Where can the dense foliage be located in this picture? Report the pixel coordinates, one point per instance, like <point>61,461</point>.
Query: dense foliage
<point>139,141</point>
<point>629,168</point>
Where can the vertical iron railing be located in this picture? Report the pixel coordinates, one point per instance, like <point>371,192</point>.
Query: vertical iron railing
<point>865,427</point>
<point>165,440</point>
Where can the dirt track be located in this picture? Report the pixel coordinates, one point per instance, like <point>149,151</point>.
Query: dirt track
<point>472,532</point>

::::

The whole of the data above must be given again, unaltered and complete.

Where can the dense foliage be located in this picture? Report the pixel coordinates, one point per instance, like <point>61,461</point>.
Query: dense foliage
<point>139,141</point>
<point>629,168</point>
Where can the vertical iron railing be located in this picture? Report the pixel coordinates, one point per instance, like <point>371,192</point>.
Query: vertical iron railing
<point>865,427</point>
<point>165,440</point>
Where can the dirt track be located in this picture? Report the pixel coordinates, one point per instance, like <point>149,151</point>.
Query: dirt track
<point>472,532</point>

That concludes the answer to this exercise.